[DOCUMENT EXCERPT Boundary: Start]

Once you are in the Saint Martin’s you simply cannot leave the island without having a barbecue feast. Your hotel will arrange it if you ask them beforehand. Do not forget to check the price to avoid any unpleasant situation later. It’s not a bad idea to bargain a bit. There is not much to do there at night. However, you need not find anything else on a full moon or starry night right beside the sea and savoring a mouth-watering barbecued fish.
Thus our journey in Saint Martin’s island ended. We were getting back to Teknaf, the nearest mainland from Saint Martin’s via ship. As the birds were accompanied by us, I was contemplating our last few days. I have been to many famous islands in Asia. Saint Martin’s island in Bangladesh is different compared to all of them. It has a mellow vibe like no other island. You won’t find any supermarkets, you can’t drink alcohol, you can’t party with the noise of a disco bar – what you will find is nature at its best. The locals will serve your need for a supermarket, delicious coconut will make you forget about alcohol. The songs of the ocean will be sweeter than any sound of disco bars.
We were all tired as the excitement faded away. I saw many sleeping faces on the ship. As the sun was setting down in the Naf river, it created a trail of light. Two fishermen didn’t have time to enjoy it in the distance, they were busy fishing. As the trail of golden soft light engulfed the boat, I was wondering who was happier in life between me and them. Then again, I cursed and rebuked myself. Who wants to compare lives in such a serene setting? It’s such a moment in life when you become grateful to be alive on this lovely, lonely planet.

[DOCUMENT EXCERPT Boundary: End]

ACTIVITY LIST »
1) Copy the part of the Saint Martin's Island travel piece starting with "Once you are" and going on through "mouth-watering barbecued fish.".
2) Can you carry on the Saint Martin's Island travel piece from its last sentence?
The rows below the Saint Martin's Island travel piece have nothing to do with what's asked here.

[RECORDS SUPPLIED Boundary: Start]

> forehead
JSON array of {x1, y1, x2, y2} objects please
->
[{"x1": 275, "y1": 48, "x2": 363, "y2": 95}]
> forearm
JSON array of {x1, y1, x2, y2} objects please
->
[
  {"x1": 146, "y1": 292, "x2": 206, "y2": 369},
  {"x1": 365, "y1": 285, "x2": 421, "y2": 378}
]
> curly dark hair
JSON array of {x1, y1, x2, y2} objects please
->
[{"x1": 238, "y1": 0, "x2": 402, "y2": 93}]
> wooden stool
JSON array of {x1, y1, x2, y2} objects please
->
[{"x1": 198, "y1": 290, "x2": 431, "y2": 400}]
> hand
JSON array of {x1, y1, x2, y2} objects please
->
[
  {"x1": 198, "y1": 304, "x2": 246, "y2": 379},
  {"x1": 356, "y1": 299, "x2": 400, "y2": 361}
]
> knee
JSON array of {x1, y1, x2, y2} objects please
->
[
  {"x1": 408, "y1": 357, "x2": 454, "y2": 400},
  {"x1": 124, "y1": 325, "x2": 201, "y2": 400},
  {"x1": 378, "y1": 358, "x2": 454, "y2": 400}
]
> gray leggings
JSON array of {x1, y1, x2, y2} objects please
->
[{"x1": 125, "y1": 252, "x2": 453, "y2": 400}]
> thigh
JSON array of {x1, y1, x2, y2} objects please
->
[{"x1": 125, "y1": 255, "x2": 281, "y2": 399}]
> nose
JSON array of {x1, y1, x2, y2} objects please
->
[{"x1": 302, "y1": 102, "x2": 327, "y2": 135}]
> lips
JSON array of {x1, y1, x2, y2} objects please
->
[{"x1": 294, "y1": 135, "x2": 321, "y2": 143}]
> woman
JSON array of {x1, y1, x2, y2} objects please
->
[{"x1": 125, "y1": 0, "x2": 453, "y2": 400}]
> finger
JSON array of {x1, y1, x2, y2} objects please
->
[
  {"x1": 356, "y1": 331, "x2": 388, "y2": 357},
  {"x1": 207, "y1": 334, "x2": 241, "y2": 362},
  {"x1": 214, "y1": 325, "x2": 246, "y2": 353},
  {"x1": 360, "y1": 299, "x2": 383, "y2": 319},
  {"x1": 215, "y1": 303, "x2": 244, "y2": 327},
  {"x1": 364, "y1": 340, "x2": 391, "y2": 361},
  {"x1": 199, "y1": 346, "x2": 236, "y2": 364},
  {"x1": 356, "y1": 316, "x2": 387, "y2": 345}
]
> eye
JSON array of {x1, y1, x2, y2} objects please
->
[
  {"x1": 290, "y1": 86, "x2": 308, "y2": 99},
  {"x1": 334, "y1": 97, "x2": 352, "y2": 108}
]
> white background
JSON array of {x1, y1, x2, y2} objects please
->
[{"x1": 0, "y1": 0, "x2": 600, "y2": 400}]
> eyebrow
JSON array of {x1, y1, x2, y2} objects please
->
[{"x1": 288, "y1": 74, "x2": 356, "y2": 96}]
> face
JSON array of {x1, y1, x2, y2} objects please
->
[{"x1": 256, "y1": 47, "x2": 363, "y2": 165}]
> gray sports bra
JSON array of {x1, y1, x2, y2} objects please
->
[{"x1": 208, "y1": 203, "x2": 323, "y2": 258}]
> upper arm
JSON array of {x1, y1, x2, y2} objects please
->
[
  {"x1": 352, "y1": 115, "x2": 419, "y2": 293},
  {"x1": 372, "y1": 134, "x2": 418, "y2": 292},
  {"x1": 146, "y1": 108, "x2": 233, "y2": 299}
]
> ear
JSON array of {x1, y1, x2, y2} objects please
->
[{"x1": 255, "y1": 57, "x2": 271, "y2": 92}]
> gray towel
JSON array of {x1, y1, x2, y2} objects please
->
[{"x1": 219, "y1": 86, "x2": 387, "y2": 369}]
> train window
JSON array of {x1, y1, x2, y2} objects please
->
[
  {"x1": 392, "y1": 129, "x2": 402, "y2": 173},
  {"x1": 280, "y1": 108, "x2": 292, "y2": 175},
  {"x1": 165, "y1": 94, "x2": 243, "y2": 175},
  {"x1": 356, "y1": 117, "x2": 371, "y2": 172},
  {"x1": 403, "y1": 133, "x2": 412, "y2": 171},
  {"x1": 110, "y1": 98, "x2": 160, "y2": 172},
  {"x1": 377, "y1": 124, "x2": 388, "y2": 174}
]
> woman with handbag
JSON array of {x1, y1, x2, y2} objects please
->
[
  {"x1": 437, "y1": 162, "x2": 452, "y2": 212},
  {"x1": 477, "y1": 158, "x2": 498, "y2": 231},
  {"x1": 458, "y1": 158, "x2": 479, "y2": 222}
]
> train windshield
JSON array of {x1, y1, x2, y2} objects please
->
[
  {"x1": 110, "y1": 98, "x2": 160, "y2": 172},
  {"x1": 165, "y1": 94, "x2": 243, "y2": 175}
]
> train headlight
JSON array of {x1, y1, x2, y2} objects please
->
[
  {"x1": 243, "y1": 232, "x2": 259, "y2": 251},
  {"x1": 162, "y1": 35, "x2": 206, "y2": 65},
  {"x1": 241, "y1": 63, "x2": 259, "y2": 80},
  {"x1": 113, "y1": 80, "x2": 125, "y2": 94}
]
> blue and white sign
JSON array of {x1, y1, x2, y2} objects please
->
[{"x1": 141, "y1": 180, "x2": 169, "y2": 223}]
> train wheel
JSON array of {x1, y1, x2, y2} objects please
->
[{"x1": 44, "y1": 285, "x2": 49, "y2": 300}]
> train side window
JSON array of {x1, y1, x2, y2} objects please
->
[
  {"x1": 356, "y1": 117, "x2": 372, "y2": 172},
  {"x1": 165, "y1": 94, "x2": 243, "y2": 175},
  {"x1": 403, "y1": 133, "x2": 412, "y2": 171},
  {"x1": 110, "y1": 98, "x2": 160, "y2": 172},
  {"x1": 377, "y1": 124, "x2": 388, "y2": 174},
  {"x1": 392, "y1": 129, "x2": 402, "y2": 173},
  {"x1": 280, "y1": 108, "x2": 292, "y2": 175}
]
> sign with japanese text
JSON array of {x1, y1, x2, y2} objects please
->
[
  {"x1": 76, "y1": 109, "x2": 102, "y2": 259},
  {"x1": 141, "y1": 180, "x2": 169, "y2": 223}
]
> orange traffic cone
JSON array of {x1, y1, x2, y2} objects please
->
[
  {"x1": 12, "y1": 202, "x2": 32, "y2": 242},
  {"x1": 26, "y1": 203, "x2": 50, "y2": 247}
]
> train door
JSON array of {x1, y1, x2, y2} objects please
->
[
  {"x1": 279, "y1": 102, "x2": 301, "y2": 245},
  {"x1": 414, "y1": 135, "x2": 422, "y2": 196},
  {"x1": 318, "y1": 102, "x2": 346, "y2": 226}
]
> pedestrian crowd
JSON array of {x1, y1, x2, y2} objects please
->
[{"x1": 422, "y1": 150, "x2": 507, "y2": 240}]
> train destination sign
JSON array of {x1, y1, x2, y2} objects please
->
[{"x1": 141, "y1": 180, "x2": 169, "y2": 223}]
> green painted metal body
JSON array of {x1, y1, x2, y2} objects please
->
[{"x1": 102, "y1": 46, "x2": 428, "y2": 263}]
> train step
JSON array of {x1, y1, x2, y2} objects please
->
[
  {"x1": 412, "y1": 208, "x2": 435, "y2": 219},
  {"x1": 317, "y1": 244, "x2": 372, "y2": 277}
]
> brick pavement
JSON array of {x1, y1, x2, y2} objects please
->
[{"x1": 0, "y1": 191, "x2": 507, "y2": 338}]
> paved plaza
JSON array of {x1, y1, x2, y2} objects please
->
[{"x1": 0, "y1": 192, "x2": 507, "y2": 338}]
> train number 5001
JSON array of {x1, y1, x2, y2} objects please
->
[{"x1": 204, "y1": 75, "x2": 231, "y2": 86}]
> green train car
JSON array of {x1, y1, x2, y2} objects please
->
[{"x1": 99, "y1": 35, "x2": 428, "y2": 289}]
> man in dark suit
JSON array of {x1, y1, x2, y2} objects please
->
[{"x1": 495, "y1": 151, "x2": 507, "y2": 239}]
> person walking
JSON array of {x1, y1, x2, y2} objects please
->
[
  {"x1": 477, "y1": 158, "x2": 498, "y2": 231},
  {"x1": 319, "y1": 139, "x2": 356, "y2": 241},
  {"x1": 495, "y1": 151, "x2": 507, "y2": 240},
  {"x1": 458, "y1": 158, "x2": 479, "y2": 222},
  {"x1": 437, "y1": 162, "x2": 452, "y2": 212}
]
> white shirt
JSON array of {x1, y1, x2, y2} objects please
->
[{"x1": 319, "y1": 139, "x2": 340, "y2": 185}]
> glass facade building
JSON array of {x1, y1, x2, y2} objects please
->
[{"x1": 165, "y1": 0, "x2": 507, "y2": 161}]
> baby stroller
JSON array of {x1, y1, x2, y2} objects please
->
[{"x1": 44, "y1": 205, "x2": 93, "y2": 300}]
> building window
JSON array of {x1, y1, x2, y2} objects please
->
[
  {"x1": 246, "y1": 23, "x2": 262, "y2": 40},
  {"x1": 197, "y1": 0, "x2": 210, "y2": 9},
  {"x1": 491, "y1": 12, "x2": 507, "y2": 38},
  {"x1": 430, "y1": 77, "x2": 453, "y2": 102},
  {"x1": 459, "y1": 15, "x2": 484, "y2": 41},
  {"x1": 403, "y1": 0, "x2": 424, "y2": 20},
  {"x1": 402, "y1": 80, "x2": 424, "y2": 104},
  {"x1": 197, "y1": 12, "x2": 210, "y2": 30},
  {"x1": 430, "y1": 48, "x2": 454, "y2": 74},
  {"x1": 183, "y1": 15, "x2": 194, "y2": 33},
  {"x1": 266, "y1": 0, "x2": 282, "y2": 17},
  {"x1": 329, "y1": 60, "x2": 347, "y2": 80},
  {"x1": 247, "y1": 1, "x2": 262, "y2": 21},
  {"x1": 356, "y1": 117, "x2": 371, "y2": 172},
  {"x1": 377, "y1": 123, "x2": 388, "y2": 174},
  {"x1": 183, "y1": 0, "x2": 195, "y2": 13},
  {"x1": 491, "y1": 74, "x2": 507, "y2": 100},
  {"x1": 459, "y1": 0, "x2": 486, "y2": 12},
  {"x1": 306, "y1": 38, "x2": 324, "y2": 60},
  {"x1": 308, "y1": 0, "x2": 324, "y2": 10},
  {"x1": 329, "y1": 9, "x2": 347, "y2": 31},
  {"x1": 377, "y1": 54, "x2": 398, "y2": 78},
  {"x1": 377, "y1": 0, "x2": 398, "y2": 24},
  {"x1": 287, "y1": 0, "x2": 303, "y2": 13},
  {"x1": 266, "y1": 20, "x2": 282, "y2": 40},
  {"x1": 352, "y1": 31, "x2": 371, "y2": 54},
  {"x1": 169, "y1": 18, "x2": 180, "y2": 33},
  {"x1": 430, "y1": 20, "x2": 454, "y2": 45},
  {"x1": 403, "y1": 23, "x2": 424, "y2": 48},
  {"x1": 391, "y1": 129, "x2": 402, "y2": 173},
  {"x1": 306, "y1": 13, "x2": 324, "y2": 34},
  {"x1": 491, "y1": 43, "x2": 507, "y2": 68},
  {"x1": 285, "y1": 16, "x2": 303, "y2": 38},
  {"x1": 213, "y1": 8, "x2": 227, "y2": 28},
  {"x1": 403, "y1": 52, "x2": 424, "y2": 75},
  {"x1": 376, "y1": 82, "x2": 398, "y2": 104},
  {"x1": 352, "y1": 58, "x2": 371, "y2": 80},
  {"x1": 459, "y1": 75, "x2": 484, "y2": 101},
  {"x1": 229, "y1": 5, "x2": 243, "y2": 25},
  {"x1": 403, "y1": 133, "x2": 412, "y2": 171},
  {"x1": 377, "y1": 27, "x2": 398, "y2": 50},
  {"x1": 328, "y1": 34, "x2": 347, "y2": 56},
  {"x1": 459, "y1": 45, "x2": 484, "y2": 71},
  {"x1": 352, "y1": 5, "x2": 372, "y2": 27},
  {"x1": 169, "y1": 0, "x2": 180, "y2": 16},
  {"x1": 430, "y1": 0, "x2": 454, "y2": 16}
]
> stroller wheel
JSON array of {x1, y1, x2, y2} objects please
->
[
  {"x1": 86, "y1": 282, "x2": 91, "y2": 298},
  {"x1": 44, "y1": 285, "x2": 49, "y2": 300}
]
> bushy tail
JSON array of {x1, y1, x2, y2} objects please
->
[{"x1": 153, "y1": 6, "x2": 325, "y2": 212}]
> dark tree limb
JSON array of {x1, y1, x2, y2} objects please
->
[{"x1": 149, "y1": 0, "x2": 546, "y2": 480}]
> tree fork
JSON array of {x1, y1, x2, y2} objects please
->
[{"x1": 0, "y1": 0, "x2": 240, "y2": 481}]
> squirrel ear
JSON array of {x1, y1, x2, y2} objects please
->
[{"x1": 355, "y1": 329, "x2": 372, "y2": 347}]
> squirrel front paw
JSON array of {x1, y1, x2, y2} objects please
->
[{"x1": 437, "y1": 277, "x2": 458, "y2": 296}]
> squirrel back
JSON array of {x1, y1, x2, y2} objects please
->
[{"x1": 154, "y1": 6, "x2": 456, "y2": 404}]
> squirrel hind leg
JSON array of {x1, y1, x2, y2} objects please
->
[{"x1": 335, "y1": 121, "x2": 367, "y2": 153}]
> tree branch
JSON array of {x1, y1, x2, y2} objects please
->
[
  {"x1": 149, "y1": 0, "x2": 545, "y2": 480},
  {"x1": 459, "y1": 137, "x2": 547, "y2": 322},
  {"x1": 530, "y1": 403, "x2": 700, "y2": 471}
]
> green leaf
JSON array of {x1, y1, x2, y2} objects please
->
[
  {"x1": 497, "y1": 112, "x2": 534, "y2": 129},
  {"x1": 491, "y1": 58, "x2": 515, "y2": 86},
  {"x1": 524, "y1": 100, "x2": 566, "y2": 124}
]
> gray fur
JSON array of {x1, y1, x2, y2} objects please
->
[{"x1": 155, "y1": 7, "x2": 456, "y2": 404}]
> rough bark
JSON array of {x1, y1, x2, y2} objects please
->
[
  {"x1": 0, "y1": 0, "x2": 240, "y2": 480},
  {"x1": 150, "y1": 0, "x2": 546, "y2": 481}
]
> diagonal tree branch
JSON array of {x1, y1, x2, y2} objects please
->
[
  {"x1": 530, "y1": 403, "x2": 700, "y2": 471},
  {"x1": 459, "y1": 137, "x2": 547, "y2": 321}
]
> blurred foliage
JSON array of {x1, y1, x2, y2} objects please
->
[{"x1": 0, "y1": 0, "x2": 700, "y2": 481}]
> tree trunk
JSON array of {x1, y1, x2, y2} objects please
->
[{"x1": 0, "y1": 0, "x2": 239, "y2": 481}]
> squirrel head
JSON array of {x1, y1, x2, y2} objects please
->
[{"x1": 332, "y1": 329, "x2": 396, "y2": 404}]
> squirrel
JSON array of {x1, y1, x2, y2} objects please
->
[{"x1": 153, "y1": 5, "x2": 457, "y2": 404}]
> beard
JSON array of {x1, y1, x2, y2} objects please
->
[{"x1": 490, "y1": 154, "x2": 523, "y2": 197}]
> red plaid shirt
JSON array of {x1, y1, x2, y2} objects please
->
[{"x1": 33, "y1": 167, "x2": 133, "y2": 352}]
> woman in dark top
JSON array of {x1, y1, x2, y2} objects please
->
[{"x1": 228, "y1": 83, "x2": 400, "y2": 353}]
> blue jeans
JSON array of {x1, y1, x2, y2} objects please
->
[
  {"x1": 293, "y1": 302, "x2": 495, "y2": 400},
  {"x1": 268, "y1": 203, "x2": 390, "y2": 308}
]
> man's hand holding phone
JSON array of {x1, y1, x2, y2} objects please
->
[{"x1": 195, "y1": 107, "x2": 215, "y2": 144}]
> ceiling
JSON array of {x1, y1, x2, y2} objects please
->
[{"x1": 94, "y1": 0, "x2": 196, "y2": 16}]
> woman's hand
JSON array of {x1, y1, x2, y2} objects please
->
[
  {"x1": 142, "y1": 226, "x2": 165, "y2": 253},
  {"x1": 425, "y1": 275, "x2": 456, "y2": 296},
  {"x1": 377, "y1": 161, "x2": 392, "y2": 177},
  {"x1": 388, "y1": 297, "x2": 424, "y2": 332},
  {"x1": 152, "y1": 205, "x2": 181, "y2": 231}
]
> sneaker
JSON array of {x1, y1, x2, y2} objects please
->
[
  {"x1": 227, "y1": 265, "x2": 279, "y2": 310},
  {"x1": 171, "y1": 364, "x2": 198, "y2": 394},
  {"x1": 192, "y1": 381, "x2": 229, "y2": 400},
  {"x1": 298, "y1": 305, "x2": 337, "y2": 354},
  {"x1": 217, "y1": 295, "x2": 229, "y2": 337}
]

[RECORDS SUPPLIED Boundary: End]

ANSWERS FOR EACH ITEM »
1)
Once you are in the Saint Martin’s you simply cannot leave the island without having a barbecue feast. Your hotel will arrange it if you ask them beforehand. Do not forget to check the price to avoid any unpleasant situation later. It’s not a bad idea to bargain a bit. There is not much to do there at night. However, you need not find anything else on a full moon or starry night right beside the sea and savoring a mouth-watering barbecued fish.

2)
Best Time for Visiting Saint Martin’s Island
- November to February, December is the busiest. The weather is comparatively cool this time.
- If you visit between March to July, you must see the weather forecast. If a tropical storm hits, you cannot go there.
How to reach to Saint Martin’s Island
You have to take a ship from Teknaf to reach Saint Martin’s Island.
You can come to Teknaf in several ways. But the most common way of arriving in Teknaf is from Cox’s Bazar, Dhaka, or Chittagong.
So, the routes can be:
- Dhaka –> Cox’s Bazar (400 Kilometres, 10 hours) –> Teknaf (63 Kilometres, 2 hours 30 minutes)
- Dhaka –> Teknaf (430 Kilometers, 11 Hours)
- Dhaka –> Chittagong (250 Kilometers, 6 hours) –> Teknaf (200 Kilometres, 6 hours)
From Teknaf take a ship to Saint Martin’s (90 minutes to 120 minutes)
People usually choose number 1 to break the long journey and spend a night in Cox’s Bazar which has a long uninterrupted albeit crowded beach.
The time it will take for the road journey is approximate and can vary a lot depending on notorious traffic in Bangladesh.
Dhaka –> Cox’s Bazar (1 hour flight). Then Cox’s Bazar –> Teknaf (2 hours 30 minutes) –> Take a ship (90 to 120 minutes)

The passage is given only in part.